▶ _WHAT THIS TASK INVOLVES_:
Which lines in the rows below contain the word "hazy"? Pick out and copy every one of them.

╭──

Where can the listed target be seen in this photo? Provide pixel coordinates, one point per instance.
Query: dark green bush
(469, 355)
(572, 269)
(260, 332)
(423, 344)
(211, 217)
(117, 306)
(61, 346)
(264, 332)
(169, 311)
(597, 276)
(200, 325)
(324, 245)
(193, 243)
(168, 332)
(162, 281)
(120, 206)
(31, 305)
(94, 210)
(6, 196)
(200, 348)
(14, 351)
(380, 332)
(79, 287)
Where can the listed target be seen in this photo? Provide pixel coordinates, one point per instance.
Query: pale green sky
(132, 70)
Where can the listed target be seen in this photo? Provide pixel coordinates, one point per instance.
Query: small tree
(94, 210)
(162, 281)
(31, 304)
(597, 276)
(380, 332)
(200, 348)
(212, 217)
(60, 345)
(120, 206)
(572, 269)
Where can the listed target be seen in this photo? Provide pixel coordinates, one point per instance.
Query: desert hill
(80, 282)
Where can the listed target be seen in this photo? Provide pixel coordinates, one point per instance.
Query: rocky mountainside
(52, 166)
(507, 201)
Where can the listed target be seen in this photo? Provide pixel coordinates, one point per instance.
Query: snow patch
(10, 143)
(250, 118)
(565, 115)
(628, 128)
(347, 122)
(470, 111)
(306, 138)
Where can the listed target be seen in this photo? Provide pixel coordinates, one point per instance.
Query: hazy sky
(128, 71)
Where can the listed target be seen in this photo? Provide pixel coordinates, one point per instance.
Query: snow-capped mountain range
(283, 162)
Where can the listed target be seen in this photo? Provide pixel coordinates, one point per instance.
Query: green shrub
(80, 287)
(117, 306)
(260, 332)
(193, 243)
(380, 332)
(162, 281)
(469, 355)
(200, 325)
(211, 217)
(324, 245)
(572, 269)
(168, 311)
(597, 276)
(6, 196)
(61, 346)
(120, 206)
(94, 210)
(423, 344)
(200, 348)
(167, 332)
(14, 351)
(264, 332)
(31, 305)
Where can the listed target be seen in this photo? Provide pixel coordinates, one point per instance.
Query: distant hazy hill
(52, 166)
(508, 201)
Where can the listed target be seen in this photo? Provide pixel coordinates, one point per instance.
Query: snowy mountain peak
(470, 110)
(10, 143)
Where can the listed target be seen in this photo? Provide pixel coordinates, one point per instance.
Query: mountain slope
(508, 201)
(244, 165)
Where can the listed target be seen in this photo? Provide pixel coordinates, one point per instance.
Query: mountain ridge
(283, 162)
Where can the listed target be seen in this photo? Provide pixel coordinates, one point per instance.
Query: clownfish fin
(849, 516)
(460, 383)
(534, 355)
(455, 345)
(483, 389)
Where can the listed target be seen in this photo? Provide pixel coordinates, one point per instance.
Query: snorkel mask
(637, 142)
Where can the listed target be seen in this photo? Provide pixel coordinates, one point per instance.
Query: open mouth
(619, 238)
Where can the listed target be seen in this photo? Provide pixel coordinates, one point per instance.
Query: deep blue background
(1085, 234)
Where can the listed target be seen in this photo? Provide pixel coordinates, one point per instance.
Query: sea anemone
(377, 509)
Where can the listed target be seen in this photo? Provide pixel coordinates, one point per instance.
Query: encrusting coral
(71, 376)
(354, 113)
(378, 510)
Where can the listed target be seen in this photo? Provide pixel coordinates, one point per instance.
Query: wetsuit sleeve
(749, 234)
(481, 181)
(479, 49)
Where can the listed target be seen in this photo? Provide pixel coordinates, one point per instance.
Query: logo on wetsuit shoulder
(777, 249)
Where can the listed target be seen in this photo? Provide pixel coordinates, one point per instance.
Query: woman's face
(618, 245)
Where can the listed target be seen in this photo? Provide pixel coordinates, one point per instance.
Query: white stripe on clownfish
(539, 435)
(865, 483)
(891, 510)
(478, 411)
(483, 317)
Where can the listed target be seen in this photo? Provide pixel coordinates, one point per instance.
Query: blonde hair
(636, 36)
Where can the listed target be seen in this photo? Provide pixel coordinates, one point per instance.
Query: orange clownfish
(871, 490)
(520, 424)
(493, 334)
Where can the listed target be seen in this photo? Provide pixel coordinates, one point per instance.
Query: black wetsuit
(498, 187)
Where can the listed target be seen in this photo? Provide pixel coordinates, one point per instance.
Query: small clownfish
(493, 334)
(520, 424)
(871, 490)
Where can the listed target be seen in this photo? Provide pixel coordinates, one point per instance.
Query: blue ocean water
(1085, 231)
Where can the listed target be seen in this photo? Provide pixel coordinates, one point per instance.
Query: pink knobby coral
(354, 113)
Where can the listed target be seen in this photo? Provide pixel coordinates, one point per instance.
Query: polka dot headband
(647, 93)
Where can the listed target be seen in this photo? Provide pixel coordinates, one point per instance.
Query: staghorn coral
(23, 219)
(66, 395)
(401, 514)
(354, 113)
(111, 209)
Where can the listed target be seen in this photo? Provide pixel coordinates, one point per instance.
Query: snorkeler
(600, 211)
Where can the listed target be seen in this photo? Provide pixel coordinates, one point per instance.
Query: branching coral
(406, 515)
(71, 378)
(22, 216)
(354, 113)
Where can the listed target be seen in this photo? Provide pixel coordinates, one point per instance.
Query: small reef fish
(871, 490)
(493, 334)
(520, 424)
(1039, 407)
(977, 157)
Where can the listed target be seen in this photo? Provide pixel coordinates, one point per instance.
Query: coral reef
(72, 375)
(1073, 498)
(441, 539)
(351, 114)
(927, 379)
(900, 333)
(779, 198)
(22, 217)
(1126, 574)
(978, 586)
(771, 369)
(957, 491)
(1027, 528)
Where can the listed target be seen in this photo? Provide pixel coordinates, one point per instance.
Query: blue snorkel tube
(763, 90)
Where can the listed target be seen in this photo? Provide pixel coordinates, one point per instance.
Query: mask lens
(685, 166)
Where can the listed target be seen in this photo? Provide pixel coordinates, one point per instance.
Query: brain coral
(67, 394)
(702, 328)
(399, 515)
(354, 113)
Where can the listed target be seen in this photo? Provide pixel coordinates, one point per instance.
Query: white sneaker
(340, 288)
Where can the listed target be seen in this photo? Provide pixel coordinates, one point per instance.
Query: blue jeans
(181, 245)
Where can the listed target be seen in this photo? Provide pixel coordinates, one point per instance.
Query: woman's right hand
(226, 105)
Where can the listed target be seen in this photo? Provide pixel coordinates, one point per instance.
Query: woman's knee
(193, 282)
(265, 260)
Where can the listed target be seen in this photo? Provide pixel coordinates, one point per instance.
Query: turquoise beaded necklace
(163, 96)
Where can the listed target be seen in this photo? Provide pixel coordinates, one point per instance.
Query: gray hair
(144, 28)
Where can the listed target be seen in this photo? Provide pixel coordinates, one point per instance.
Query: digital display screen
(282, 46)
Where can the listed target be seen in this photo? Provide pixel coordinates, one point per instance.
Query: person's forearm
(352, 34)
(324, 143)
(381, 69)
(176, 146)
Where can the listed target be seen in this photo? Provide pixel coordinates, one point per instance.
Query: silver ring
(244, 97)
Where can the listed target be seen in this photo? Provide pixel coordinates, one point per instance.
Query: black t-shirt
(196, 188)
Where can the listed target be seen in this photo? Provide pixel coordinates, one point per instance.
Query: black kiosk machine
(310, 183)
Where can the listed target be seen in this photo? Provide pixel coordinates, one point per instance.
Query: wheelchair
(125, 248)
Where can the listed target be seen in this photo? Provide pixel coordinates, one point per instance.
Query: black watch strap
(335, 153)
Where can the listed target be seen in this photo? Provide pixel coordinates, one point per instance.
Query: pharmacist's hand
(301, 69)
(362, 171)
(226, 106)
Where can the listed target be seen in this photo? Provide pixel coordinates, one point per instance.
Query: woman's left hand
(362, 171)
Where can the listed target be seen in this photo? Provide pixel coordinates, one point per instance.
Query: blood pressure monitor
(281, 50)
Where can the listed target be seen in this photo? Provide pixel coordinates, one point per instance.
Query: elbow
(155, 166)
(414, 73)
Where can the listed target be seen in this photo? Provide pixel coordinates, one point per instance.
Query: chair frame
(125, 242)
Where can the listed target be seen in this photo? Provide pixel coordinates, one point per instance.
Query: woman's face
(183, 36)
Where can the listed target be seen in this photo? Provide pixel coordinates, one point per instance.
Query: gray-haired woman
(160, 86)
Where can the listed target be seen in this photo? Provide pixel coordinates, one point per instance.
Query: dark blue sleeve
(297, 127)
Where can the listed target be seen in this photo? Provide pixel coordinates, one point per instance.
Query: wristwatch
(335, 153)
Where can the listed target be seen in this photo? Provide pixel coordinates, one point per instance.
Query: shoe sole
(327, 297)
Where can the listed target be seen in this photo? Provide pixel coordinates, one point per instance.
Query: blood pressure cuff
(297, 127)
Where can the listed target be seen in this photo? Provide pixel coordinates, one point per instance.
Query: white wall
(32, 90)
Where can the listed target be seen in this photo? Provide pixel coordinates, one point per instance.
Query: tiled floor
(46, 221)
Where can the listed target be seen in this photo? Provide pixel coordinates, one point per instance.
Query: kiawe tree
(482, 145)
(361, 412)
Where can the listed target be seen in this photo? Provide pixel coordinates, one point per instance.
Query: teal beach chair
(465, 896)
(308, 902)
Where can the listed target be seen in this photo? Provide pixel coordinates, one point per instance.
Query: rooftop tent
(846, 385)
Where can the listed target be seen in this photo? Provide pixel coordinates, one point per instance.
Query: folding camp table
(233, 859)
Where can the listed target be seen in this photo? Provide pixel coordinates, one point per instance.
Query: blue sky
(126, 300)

╰──

▶ _ANSWER FOR THIS EXERCISE_:
Query: hazy sky
Query: distant hazy hill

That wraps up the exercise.